> _EXERCISE AIM_: Print verbatim the lines of the entries from the one containing "toque shown in this photo, matching this sample?" to the last, inclusive, and no others.

-- begin --

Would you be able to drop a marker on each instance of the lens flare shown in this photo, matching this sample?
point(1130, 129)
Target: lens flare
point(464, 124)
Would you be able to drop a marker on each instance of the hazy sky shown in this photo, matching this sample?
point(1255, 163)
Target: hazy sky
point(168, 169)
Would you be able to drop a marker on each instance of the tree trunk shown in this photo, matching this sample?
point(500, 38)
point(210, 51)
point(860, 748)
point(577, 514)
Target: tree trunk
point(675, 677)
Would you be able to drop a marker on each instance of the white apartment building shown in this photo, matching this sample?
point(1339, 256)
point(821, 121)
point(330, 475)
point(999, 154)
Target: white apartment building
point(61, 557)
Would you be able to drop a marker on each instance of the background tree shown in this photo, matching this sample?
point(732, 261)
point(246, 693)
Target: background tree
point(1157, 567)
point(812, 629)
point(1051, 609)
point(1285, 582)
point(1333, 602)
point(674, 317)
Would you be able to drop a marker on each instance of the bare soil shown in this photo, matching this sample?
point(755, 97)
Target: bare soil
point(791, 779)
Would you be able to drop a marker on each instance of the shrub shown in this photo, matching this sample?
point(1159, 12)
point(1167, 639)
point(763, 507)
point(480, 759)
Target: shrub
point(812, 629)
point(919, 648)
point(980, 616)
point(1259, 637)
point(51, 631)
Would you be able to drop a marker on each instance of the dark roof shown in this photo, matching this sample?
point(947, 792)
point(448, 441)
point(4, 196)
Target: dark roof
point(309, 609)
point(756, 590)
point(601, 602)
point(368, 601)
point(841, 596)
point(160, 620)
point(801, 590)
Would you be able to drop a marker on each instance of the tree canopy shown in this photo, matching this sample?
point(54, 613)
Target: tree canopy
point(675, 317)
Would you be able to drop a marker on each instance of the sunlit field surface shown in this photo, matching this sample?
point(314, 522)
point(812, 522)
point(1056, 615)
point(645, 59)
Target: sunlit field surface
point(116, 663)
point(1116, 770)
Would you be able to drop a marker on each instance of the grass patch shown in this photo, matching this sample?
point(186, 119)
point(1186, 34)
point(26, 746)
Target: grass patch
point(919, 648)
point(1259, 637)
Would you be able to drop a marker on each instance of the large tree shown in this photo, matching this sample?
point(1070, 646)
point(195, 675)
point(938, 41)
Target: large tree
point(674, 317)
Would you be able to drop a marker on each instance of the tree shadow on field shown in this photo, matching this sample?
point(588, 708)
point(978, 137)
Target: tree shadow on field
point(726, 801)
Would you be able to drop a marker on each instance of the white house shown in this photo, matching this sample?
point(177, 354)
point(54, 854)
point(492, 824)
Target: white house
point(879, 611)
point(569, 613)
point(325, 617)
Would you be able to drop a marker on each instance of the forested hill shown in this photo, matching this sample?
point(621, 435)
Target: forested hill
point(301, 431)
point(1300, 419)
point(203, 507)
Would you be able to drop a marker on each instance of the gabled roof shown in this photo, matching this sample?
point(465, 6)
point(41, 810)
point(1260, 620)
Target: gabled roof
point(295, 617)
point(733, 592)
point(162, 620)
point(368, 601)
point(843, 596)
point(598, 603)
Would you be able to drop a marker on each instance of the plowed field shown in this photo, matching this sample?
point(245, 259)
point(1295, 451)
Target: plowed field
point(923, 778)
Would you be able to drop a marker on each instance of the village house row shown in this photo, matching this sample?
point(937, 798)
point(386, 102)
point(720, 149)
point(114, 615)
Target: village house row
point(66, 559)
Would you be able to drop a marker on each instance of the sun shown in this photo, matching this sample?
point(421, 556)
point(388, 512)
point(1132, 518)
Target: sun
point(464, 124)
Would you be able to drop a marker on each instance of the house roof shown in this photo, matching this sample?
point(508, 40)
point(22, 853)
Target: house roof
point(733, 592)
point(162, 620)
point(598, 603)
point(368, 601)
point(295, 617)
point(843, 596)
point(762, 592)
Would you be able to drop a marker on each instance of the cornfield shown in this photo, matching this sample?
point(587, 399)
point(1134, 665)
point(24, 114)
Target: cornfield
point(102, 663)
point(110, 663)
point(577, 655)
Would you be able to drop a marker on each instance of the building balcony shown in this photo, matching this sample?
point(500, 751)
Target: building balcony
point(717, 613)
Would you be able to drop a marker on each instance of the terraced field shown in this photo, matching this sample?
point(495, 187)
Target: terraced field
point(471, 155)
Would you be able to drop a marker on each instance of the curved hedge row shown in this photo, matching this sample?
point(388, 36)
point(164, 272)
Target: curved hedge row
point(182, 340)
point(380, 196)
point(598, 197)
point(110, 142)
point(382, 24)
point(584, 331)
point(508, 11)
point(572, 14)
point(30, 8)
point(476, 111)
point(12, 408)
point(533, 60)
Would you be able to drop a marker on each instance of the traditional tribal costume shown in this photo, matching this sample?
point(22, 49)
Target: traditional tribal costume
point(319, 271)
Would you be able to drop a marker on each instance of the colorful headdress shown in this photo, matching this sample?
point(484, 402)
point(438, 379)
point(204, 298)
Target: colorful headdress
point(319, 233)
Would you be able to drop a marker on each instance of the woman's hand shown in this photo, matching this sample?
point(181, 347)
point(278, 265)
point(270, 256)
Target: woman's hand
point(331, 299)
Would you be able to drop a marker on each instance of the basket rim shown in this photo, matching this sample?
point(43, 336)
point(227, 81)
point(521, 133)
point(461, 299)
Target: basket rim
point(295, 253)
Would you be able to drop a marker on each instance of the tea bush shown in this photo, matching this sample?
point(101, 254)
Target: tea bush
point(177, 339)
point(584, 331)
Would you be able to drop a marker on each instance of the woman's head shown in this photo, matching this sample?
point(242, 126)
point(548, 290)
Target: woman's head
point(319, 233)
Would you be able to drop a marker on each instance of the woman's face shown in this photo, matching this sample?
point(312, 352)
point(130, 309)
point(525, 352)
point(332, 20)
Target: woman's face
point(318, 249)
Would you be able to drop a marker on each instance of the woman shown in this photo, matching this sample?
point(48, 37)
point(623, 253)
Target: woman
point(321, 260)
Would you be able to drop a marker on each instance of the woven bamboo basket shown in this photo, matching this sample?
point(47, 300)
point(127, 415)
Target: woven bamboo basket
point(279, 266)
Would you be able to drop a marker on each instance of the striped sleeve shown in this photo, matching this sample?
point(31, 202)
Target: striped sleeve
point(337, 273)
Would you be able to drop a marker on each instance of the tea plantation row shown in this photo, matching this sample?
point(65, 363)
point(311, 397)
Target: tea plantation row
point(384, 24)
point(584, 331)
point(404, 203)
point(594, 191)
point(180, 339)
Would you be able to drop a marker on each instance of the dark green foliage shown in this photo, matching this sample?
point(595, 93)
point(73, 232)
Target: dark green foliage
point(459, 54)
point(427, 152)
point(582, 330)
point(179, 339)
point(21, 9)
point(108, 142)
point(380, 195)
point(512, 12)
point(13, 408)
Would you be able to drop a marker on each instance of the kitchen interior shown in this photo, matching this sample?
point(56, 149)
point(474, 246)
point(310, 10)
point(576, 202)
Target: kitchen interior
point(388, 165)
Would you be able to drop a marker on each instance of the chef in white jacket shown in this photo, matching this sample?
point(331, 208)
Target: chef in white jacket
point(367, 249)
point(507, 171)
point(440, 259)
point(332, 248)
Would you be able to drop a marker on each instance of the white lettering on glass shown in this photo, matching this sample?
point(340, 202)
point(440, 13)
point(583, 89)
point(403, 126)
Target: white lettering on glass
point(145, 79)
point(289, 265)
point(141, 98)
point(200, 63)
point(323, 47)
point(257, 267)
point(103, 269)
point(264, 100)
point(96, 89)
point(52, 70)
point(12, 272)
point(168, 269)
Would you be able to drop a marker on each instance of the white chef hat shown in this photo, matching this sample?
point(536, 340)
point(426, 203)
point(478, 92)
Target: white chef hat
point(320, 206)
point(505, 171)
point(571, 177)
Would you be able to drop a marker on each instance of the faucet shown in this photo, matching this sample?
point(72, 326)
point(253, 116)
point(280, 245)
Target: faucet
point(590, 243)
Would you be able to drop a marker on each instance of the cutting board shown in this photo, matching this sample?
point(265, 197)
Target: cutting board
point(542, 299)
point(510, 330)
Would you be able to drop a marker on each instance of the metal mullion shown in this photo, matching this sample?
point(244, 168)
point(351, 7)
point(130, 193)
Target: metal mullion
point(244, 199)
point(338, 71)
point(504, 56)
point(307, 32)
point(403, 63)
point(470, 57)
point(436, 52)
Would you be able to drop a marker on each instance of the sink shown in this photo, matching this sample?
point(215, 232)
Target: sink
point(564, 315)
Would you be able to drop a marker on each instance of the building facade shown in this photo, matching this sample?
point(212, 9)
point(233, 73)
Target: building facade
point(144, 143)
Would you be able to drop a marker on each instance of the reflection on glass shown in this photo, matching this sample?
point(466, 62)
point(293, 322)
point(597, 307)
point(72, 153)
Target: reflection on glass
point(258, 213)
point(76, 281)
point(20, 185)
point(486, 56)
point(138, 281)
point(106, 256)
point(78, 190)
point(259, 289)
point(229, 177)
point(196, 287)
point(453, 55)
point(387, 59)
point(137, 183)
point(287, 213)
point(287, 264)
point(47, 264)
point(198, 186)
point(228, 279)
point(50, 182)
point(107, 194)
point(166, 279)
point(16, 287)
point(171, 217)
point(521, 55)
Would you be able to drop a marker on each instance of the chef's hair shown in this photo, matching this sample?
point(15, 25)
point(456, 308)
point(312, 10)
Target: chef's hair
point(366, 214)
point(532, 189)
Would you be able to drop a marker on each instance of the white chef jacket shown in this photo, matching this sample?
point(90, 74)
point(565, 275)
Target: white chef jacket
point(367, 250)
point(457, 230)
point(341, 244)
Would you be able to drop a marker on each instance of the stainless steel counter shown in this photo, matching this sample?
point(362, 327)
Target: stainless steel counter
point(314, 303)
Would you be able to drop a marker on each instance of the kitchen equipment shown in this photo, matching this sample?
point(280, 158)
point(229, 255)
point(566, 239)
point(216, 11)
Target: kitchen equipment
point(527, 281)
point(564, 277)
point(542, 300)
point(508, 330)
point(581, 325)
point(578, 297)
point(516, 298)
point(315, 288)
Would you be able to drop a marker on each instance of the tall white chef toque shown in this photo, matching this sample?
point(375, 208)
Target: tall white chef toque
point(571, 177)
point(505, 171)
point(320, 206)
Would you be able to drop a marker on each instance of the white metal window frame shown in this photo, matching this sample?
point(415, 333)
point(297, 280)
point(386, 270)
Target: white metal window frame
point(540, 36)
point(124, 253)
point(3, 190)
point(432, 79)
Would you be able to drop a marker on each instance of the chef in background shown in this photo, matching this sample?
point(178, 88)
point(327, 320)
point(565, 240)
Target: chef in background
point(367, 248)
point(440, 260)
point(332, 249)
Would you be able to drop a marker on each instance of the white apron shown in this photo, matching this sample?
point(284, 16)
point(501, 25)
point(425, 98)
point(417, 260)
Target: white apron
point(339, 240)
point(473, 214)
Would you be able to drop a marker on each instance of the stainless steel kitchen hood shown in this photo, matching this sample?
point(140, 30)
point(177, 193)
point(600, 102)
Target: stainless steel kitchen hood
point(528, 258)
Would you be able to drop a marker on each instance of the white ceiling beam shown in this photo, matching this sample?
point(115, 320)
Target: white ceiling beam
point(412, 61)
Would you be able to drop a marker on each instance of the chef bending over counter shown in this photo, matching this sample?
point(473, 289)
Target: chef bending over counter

-- end --

> _REPLY TO THE EXERCISE_:
Would you be able to drop a marker on each instance of the tall white chef toque shown in this photo, matching this sample?
point(375, 208)
Target: tall white chef toque
point(571, 177)
point(505, 171)
point(320, 206)
Would you be able to drop a marker on each instance of the white metal window frame shown in this photo, matching this sample?
point(415, 333)
point(297, 280)
point(386, 270)
Target: white metal window frame
point(540, 36)
point(124, 253)
point(3, 190)
point(432, 79)
Would you be able to drop a marker on each instance of the chef in background shown in this photo, matching this sample?
point(178, 88)
point(327, 320)
point(565, 240)
Target: chef in background
point(367, 248)
point(440, 260)
point(332, 249)
Would you be able to drop a marker on each instance of the white apron shown in this photo, matching this sample?
point(284, 16)
point(501, 25)
point(425, 98)
point(417, 260)
Target: white apron
point(339, 240)
point(473, 214)
Would you be able to drop a marker on each instance of the stainless steel kitchen hood shown in this photo, matching this sample?
point(140, 30)
point(177, 193)
point(600, 102)
Target: stainless steel kitchen hood
point(528, 258)
Would you be able to drop a marker on each instance of the white ceiling beam shown in this photo, matching this sample?
point(115, 320)
Target: white ceiling beam
point(412, 61)
Would you be able to drop a marker on each instance of the chef bending over counter shown in this photo, matching this sample?
point(473, 289)
Target: chef bending over counter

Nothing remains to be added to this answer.